* [Using the information]
- 1) In the passage on the Gogoro scooter, what serves as the key for unlocking the scooter?
- 2) Write what comes next in the passage on the Gogoro scooter, picking up after its last sentence.

I was in Taipei this past week, hunting for the coolest and most futuristic new technology to be exhibited at the 2015 edition of Computex, Asia’s preeminent tech show. Little did I know, however, that the most exciting thing I’d find in the city wouldn’t be at Computex at all. A few minutes’ walk to the east of the exhibition halls is the Gogoro Experience Center, a sparsely decorated store dedicated to showing off the upcoming Gogoro electric scooter.
The first time I, and most of the rest of the world, heard about Gogoro was at CES this January. It was a triumphant debut for a company formed by a splinter group of former HTC designers and engineers that had been operating in stealth mode for four years. The Gogoro Smartscooter earned The Verge’s Best in Show award and was universally hailed for its ambitious, potentially revolutionary vision for fast battery swaps and independence from the dreaded long recharge times. As exciting as it was to read about those things, though, it wasn’t until I saw the Gogoro in person that I properly understood its appeal.
Everything about this scooter has been thought out. Every design decision feels right. The roundedness of the Gogoro gives it a friendly appearance, but it also helps it accommodate a full-size helmet alongside the two batteries in the storage compartment under its seat. A Bluetooth dongle acts as the key to unlocking the scooter and there is, of course, a big "GO" button in the middle to get you up and running. All the little design touches, like the small winglets that pop out on the sides for a passenger to step on to, just add charm and humanity to the Gogoro.

* [Extracted records]
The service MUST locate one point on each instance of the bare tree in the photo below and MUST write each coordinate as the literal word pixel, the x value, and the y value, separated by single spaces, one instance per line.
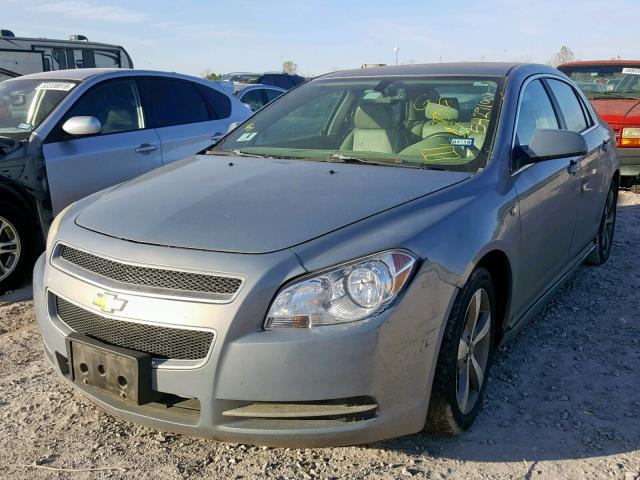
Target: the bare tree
pixel 289 67
pixel 563 56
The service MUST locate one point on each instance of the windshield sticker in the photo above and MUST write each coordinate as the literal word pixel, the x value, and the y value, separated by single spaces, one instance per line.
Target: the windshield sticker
pixel 60 86
pixel 444 153
pixel 371 95
pixel 461 142
pixel 480 117
pixel 245 137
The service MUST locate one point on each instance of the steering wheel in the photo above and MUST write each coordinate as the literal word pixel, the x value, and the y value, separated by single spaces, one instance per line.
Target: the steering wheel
pixel 473 148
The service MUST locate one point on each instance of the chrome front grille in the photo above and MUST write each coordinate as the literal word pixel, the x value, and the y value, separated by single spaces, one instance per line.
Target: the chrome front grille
pixel 151 277
pixel 160 342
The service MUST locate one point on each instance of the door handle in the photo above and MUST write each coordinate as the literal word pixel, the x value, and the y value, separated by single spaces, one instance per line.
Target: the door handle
pixel 146 148
pixel 574 166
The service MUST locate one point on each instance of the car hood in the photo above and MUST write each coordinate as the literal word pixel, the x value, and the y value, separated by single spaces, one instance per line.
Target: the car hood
pixel 618 110
pixel 253 205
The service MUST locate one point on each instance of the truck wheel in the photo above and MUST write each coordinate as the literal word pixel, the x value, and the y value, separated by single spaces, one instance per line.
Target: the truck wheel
pixel 604 240
pixel 16 247
pixel 465 357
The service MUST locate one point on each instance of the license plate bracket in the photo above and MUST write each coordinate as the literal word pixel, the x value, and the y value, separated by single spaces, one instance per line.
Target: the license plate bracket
pixel 117 370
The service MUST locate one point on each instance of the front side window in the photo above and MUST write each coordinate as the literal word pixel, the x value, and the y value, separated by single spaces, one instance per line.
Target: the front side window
pixel 173 102
pixel 115 104
pixel 106 59
pixel 25 104
pixel 536 113
pixel 446 123
pixel 569 105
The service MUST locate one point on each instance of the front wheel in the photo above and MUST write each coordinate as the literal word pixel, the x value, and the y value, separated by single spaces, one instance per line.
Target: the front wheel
pixel 464 359
pixel 604 240
pixel 15 247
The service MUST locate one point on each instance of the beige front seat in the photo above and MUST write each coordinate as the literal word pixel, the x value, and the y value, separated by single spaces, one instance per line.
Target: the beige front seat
pixel 374 130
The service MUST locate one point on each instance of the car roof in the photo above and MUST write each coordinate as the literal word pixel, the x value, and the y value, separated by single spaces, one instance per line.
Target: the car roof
pixel 600 62
pixel 241 87
pixel 81 74
pixel 457 68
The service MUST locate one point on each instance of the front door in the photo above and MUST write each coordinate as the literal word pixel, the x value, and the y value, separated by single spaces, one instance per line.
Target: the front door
pixel 124 148
pixel 548 196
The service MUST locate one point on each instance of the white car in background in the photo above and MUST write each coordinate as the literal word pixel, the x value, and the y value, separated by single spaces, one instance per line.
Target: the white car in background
pixel 69 133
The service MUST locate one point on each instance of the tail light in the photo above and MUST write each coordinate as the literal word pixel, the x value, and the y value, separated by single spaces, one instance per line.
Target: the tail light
pixel 630 137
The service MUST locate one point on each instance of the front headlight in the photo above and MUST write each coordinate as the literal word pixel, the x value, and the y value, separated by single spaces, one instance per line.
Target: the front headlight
pixel 348 293
pixel 55 225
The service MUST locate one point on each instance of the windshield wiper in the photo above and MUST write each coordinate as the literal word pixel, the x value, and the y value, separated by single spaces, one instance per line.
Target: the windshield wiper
pixel 235 153
pixel 391 162
pixel 612 95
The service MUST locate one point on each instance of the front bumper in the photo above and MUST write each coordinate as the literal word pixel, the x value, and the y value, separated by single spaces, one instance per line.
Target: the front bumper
pixel 388 360
pixel 629 162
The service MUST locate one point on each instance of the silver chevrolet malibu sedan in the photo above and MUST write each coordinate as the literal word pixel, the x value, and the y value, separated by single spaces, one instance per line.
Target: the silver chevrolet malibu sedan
pixel 341 267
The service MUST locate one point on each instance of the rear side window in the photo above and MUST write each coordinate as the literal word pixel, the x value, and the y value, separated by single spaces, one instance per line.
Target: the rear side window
pixel 115 104
pixel 218 101
pixel 569 104
pixel 173 102
pixel 536 113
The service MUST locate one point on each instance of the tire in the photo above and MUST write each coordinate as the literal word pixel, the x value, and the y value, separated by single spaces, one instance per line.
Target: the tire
pixel 448 413
pixel 604 240
pixel 16 247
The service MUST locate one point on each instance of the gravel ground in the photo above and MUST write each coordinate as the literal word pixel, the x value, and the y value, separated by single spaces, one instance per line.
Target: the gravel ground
pixel 563 402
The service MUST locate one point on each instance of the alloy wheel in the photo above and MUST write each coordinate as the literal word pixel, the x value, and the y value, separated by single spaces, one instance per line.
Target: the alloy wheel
pixel 473 351
pixel 10 248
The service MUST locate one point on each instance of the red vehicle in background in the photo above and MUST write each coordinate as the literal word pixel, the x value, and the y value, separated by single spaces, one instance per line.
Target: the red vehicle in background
pixel 613 86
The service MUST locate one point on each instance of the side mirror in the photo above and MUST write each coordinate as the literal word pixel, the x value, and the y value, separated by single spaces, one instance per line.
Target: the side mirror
pixel 548 144
pixel 18 100
pixel 233 126
pixel 79 126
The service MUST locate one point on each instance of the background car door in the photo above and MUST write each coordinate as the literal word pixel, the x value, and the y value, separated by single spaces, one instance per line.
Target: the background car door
pixel 577 118
pixel 188 117
pixel 125 147
pixel 548 194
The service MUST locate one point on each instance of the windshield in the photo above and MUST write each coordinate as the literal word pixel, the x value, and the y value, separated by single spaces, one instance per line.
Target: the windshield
pixel 25 104
pixel 440 122
pixel 606 81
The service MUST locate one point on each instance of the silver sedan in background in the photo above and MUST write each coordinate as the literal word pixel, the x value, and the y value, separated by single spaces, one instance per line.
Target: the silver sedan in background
pixel 341 267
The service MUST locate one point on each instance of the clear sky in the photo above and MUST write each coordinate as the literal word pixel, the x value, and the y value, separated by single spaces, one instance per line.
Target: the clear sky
pixel 191 36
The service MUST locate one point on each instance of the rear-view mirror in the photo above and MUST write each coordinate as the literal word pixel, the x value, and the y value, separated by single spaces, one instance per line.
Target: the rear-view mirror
pixel 83 125
pixel 548 144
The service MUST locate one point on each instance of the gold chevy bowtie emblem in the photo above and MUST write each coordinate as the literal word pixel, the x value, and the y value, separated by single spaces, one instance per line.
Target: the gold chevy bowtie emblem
pixel 109 303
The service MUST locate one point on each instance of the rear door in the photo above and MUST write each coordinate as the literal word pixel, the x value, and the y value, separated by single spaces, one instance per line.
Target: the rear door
pixel 576 117
pixel 548 199
pixel 125 148
pixel 188 116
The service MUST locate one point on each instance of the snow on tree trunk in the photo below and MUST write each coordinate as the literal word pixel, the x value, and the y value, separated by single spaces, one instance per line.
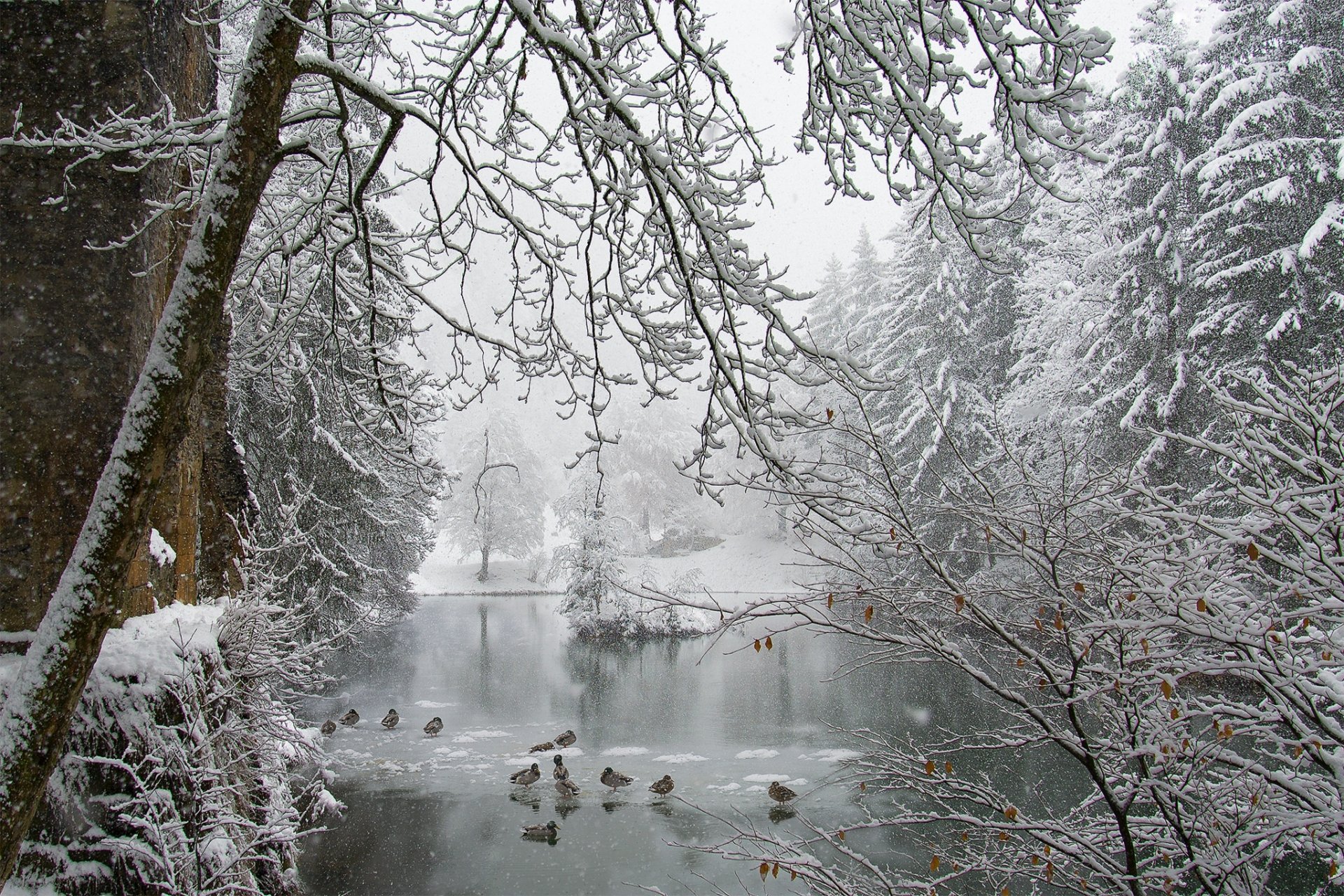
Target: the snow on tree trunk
pixel 42 700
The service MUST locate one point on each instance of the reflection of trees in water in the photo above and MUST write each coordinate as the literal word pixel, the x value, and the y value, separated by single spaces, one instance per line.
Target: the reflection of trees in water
pixel 484 666
pixel 406 828
pixel 645 675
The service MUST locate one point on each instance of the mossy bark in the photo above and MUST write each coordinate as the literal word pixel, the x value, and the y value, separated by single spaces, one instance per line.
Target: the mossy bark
pixel 42 700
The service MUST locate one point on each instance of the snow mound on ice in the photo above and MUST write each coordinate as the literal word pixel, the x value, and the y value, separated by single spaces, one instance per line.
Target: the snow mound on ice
pixel 831 755
pixel 678 758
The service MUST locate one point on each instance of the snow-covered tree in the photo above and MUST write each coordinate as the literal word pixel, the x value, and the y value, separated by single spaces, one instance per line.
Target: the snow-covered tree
pixel 596 602
pixel 334 426
pixel 643 241
pixel 1270 235
pixel 498 501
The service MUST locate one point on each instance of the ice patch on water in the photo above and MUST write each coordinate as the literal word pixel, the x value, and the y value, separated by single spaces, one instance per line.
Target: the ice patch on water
pixel 831 755
pixel 678 758
pixel 353 754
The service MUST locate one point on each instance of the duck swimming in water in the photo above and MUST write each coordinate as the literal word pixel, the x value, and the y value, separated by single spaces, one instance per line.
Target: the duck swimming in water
pixel 615 780
pixel 545 832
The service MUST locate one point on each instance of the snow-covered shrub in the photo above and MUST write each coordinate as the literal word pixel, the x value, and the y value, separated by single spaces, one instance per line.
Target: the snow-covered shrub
pixel 598 599
pixel 183 767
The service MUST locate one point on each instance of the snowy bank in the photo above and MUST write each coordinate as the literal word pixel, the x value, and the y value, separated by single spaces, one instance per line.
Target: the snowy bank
pixel 181 763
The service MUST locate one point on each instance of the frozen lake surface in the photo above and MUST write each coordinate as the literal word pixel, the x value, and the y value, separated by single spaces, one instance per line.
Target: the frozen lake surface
pixel 438 814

* [Task-by-task answers]
- 1) A Bluetooth dongle.

- 2)
As I walked around the Experience Center, all I could think was that this is how I’d run a business of this kind. The store is stripped down to the essential basics, eschewing unnecessary decorations to put the scooter front and center. It’s young, hip, clean, and simple — just like the product it’s trying to sell. Potential customers can either mount the demo Gogoro units stationed around the Center or ask for a test ride out on the streets of Taipei. Gogoro’s Jason Gordon, one of the HTC alumni on the team, tells me that no one else offers this sort of personal touch when it comes to buying scooters. They’ve been a commoditized industry for a while — where innovation has been supplanted by iterative updates — and he sees a lot of potential for Gogoro to stand out with the friendliness of its service.
That’s the thing about Gogoro, it’s about a lot more than just the scooter. The purchase of one of the company’s Smartscooters is just the beginning of a relationship. Starting with Taipei this summer, Gogoro will install battery-swapping stations all around the cities in which it operates, freeing you from the need to recharge anything yourself. And those stations are as cleverly designed as everything else from the company. The only way to take a battery out of them is to put your old one in, at which point the system selects the best battery — in terms of current charge and number of charging cycles it’s been through — and pops it out for you automatically. Each battery is then associated with your scooter’s serial number in Gogoro’s systems, meaning that if it’s ever stolen, the thief would be immediately identified the next time a recharge is needed.
Gogoro is building up an impressive electronic infrastructure as well. The company runs diagnostics of both the scooter and the battery when the latter is plugged in, plus it also does periodic tests via an associated smartphone app. It’s the sort of Internet of Things project where you actually want the thing connected because it helps you — to find the nearest station with ready batteries, for example — instead of because it’s the hot new trend in tech.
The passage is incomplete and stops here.